**YOUR INSTRUCTIONS**
Please reproduce only the lines starting at the one containing "Target: rust stain on metal" and ending at the one containing "x=398 y=240", both ends included. Multiply every x and y coordinate by 1.3, rounding each result to a whole number with halves rounded up.

**** RECORD LIST

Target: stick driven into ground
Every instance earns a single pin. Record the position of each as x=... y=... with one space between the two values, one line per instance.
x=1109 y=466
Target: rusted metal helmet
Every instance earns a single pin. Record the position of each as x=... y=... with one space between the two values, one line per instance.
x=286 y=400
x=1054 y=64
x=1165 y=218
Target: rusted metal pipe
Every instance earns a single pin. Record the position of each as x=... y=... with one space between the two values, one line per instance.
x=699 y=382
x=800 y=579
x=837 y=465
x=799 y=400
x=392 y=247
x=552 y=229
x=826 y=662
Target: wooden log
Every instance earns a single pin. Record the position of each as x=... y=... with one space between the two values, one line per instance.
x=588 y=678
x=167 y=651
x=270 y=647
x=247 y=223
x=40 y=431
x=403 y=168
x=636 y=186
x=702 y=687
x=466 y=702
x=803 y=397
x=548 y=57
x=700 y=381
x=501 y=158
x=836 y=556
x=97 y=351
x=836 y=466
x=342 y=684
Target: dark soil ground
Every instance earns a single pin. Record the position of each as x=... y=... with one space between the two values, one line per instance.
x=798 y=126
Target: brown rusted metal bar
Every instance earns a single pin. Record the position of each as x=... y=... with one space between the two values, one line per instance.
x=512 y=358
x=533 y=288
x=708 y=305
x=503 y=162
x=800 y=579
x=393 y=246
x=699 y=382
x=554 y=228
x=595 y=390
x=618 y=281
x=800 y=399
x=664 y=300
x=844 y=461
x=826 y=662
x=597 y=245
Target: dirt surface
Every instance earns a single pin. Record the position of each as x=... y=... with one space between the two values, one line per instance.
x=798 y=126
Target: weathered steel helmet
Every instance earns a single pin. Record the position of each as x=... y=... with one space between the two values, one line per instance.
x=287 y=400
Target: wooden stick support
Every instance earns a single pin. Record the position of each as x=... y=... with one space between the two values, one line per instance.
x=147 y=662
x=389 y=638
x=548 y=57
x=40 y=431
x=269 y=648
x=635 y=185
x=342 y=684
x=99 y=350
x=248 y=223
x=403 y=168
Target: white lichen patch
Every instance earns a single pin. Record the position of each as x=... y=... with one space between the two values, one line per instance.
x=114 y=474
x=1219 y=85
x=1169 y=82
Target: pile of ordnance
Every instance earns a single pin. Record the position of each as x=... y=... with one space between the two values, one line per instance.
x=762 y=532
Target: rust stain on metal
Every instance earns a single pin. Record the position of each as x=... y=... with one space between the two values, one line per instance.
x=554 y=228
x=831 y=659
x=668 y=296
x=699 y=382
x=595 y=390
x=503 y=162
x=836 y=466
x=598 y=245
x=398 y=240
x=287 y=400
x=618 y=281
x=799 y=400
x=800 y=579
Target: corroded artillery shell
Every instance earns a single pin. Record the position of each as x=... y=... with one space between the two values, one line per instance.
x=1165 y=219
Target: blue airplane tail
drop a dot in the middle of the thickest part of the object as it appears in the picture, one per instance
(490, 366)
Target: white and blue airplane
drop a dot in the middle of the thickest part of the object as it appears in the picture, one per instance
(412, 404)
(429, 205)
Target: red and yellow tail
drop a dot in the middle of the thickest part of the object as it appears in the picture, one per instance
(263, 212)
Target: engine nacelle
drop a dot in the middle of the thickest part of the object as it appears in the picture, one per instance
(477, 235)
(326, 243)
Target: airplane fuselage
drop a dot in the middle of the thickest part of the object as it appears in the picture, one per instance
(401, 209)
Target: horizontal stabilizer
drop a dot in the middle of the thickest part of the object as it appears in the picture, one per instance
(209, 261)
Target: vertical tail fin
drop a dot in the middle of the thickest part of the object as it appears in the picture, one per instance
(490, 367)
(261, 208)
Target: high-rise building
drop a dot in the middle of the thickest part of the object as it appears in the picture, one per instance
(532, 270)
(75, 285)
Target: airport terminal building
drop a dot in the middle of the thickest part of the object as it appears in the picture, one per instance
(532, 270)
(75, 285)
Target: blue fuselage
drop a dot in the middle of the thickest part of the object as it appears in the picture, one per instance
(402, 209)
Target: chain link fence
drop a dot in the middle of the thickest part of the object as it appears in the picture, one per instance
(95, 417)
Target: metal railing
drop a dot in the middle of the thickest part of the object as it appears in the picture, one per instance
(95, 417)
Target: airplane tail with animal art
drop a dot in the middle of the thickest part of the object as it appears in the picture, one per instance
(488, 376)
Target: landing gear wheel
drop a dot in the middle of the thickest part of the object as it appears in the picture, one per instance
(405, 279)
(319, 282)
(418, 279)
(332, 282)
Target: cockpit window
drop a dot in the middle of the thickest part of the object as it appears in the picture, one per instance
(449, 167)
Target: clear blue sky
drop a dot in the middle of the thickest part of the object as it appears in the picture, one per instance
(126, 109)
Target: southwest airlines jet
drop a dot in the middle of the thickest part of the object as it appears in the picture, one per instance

********

**RESPONSE TO THIS EXERCISE**
Target: rust stain on metal
Every instance earns a single pin. Record the position of each as x=... y=... with one space between the two values, one line per instance.
x=720 y=296
x=1080 y=857
x=868 y=385
x=909 y=497
x=774 y=507
x=654 y=211
x=1087 y=606
x=777 y=319
x=517 y=312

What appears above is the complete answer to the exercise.